The exercise: Find every line in the records below that contains the string "suit" and copy each such line in full. Matching is case-sensitive.

Data rows:
>> BEGIN
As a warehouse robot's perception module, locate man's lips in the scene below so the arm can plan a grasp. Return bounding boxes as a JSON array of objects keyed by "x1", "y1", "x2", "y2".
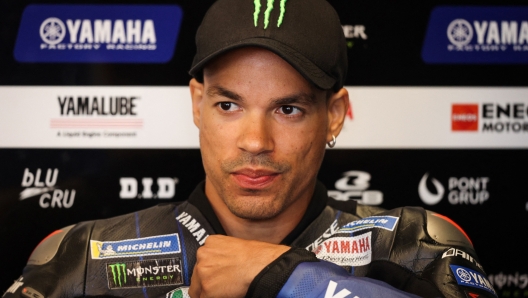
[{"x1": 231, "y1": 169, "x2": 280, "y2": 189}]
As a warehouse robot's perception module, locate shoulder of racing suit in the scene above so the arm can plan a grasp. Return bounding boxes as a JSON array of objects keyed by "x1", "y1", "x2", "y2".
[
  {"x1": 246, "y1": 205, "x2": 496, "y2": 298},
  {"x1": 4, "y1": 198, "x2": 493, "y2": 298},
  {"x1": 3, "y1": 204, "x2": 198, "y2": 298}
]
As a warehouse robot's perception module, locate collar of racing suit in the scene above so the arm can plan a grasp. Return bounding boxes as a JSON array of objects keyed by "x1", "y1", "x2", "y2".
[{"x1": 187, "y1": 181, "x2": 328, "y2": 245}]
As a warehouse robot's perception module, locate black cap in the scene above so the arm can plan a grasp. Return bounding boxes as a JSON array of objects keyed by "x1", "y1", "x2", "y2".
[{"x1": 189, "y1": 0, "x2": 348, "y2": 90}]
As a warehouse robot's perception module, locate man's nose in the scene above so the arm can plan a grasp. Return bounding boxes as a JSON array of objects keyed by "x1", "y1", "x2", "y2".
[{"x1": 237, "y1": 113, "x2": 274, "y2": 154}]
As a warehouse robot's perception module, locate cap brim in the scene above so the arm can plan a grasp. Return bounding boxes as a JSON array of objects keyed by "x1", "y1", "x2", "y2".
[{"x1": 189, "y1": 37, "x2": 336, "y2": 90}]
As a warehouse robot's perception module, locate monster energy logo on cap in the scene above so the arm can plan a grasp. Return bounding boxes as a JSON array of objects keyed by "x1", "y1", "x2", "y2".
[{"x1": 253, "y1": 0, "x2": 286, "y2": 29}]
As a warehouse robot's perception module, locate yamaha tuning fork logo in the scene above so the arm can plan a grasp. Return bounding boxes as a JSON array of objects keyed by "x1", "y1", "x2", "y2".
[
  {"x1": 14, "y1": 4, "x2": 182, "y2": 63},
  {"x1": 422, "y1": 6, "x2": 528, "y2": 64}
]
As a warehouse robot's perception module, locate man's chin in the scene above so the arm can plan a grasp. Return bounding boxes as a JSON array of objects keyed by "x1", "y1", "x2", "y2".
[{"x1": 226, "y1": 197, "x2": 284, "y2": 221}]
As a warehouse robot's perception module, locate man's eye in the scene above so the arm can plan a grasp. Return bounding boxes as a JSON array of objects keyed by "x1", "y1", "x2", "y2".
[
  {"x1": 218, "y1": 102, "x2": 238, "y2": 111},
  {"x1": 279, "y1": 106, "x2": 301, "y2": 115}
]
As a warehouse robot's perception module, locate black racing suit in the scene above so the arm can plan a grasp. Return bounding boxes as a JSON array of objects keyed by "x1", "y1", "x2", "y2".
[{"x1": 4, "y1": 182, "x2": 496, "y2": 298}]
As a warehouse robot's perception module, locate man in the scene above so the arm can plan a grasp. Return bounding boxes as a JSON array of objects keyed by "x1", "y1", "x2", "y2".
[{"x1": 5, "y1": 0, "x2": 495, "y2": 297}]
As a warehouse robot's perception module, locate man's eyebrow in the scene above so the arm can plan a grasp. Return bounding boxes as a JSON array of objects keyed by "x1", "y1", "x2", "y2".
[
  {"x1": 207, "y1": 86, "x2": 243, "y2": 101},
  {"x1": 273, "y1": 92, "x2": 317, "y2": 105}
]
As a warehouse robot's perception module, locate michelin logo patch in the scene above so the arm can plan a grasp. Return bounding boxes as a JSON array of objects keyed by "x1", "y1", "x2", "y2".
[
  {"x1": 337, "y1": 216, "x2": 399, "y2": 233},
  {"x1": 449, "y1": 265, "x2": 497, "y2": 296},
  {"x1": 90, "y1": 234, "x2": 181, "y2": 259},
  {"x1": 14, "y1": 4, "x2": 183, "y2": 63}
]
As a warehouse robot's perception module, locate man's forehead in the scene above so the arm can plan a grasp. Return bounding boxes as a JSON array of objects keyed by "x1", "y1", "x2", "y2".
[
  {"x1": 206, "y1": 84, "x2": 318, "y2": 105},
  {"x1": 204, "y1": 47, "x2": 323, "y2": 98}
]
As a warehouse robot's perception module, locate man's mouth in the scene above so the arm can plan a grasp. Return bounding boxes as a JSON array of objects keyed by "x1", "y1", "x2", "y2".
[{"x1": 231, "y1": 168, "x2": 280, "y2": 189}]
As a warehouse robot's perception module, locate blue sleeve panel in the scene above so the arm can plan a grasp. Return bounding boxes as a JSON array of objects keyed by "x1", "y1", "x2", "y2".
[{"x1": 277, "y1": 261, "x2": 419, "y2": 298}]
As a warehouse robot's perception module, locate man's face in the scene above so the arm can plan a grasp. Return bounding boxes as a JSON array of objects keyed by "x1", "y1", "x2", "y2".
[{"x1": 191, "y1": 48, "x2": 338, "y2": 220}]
>> END
Task output:
As a warehouse robot's perception module, locate shoulder of racing suit in the scene above so the arm can plan a grasp. Return bounding boxes as a JSON array of objects keyed by "x1", "y1", "x2", "y2".
As a warehouse robot's perception module, locate collar of racing suit in the scene above so the arm can plan a grasp. Return bounding boxes as a JSON array of objects keyed by "x1", "y1", "x2", "y2".
As a warehouse robot's perception module, locate black racing suit in the scene above so the arm can plan a grasp. Return bounding boxes as a JSON array of objects keyed by "x1", "y1", "x2", "y2".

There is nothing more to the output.